• Required task: Reproduce each of the entries below, word for word and in the same order.
** start of Data entries **
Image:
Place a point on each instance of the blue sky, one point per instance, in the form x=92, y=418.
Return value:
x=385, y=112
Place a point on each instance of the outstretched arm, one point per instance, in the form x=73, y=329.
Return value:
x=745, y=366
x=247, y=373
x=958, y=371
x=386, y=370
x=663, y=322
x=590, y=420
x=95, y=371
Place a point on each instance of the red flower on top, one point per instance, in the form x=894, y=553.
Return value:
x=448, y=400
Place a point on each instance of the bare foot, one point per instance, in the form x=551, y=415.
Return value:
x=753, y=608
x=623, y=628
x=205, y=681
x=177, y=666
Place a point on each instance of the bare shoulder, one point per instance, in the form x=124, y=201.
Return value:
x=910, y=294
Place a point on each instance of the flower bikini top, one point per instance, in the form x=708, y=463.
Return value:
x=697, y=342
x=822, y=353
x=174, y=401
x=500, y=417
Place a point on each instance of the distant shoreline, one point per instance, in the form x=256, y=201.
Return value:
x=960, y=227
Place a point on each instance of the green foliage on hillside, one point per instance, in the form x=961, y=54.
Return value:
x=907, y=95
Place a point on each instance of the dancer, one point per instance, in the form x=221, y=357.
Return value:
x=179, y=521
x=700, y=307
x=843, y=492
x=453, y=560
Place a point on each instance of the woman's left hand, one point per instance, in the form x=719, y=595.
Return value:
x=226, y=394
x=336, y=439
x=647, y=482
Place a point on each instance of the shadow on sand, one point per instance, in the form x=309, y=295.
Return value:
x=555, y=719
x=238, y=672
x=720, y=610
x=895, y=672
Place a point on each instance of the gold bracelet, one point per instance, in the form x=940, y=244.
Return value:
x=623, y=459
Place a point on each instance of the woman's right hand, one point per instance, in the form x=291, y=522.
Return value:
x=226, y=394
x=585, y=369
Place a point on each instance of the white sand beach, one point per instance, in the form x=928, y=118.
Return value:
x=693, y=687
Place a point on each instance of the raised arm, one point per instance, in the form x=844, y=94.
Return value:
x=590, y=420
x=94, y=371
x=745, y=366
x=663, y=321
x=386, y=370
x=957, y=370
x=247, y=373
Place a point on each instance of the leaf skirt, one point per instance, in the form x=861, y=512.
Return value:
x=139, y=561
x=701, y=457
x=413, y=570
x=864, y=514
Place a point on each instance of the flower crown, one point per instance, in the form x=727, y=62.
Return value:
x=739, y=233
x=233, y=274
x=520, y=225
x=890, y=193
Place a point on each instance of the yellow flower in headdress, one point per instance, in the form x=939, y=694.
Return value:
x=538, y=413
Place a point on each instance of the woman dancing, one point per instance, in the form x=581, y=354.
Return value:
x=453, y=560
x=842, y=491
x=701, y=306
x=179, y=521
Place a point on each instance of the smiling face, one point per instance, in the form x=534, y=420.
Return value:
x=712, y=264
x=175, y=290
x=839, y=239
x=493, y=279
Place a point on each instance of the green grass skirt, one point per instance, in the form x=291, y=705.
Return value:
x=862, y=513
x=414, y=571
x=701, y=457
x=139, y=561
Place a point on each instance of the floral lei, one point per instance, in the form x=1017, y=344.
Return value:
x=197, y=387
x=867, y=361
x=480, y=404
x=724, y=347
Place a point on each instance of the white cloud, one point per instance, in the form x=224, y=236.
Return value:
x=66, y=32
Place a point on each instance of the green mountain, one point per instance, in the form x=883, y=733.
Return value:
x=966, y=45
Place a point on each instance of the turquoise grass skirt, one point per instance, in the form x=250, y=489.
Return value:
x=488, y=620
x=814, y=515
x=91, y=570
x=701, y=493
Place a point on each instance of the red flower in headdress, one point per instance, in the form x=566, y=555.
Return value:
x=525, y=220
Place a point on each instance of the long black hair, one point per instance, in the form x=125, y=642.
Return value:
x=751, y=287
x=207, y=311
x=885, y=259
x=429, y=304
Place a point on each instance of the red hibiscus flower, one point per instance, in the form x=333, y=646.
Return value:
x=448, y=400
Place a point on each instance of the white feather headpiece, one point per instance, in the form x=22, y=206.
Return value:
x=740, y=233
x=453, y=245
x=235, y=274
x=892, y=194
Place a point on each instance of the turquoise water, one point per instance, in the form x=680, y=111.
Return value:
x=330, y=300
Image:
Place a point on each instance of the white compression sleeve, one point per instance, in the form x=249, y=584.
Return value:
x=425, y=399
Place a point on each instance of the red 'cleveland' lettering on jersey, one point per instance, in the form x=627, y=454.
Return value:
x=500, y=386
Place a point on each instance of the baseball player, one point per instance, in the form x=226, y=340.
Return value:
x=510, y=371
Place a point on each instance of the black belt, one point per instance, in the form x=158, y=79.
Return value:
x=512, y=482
** end of Data entries **
• Response below:
Image:
Place a point on each instance of the blue sky, one point per instance, in the form x=92, y=418.
Return value:
x=385, y=112
Place a point on each instance of the outstretched arm, one point per instance, in the form x=73, y=329.
Return value:
x=745, y=366
x=247, y=373
x=958, y=371
x=386, y=370
x=663, y=322
x=590, y=420
x=95, y=371
Place a point on each instance of the red flower on top, one point per instance, in the form x=894, y=553.
Return value:
x=448, y=400
Place a point on each instance of the bare foot, one point per instance, in the form x=551, y=415.
Return value:
x=753, y=608
x=623, y=628
x=205, y=681
x=177, y=666
Place a point on each instance of the bare shoulder, one point per instance, in the form x=124, y=201.
Return value:
x=910, y=294
Place a point on each instance of the flower bikini top, one point per instance, in the form x=708, y=463.
Return value:
x=697, y=342
x=822, y=353
x=174, y=401
x=500, y=417
Place a point on each instance of the distant shoreline, one point per instance, in the form x=256, y=201.
Return value:
x=960, y=227
Place a point on each instance of the green foliage on hillside, one point per instance, in the form x=961, y=54.
Return value:
x=907, y=95
Place a point on each instance of the dancer, one point per instance, in the form x=221, y=357.
Return value:
x=179, y=521
x=700, y=307
x=843, y=492
x=453, y=560
Place a point on each instance of the woman's left hand, one point per instance, in the form x=719, y=595.
Return value:
x=226, y=394
x=336, y=439
x=647, y=482
Place a point on each instance of the shadow on sand, one point per instance, in the form x=309, y=295.
Return value:
x=555, y=719
x=238, y=672
x=720, y=610
x=895, y=672
Place a point on each instance of the gold bracelet, one point per instance, in the form x=940, y=244.
Return value:
x=623, y=459
Place a point on each instance of the woman's right hand, one point per instance, in the form x=291, y=522.
Return value:
x=226, y=394
x=585, y=369
Place a point on each instance of the white sand beach, one point per instance, in the form x=928, y=118.
Return value:
x=693, y=687
Place a point on each instance of the raised arm, one point per instance, in the form x=844, y=94.
Return value:
x=590, y=420
x=94, y=371
x=745, y=366
x=663, y=321
x=386, y=370
x=957, y=370
x=247, y=373
Place a point on each instance of the leaf skirt, one point per instance, in the form x=861, y=512.
Return value:
x=139, y=561
x=701, y=457
x=413, y=570
x=864, y=514
Place a point on each instance of the flower crown, one point per instance, in the form x=727, y=62.
Return value:
x=739, y=233
x=233, y=274
x=520, y=225
x=890, y=193
Place a point on each instance of the yellow flower in headdress, one point per instance, in the form x=939, y=694.
Return value:
x=538, y=413
Place a point on each instance of the woman dancing, one point per instance, in the form x=581, y=354.
Return value:
x=453, y=560
x=842, y=491
x=701, y=306
x=179, y=521
Place a point on each instance of the smiling face, one point per instance, in the form x=534, y=420.
Return value:
x=712, y=264
x=175, y=290
x=839, y=239
x=493, y=279
Place a point on each instance of the green grass skirt, one point per instance, in the form x=291, y=705.
Return value:
x=862, y=513
x=414, y=571
x=701, y=457
x=139, y=561
Place a point on each instance of the floral lei, one point per instance, in the form x=1017, y=344.
Return value:
x=197, y=387
x=867, y=361
x=480, y=404
x=724, y=347
Place a point on each instance of the white cloud, one point per instance, in the form x=224, y=236.
Return value:
x=66, y=32
Place a point on each instance of the green mountain, one point per instance, in the form x=883, y=733.
Return value:
x=966, y=45
Place a point on each instance of the turquoise grass skirt, one point per instance, in the form x=250, y=489.
Return value:
x=488, y=620
x=814, y=515
x=91, y=570
x=701, y=493
Place a point on each instance of the red flower in headdress, one point per instance, in the form x=566, y=555.
Return value:
x=525, y=220
Place a point on each instance of the long black hair, one point per instance, in the form x=125, y=642.
Return value:
x=751, y=287
x=207, y=311
x=885, y=259
x=429, y=304
Place a point on each instance of the red hibiscus flower, one point per instance, in the form x=333, y=646.
Return value:
x=448, y=400
Place a point on each instance of the white feather headpiece, one point per instance, in the form x=22, y=206.
Return value:
x=740, y=233
x=453, y=245
x=235, y=274
x=892, y=194
Place a point on each instance of the turquoise water, one point per instance, in the form x=680, y=111.
Return value:
x=330, y=300
Image:
Place a point on each instance of the white compression sleeve, one point per instance, in the form x=249, y=584.
Return value:
x=425, y=399
Place a point on each instance of the red 'cleveland' lettering on jersey, one point per instance, in the form x=627, y=454.
Return value:
x=500, y=386
Place a point on each instance of the baseball player, one point per instance, in the form x=226, y=340.
Return value:
x=510, y=371
Place a point on each instance of the black belt, one point per instance, in the form x=158, y=79.
Return value:
x=512, y=482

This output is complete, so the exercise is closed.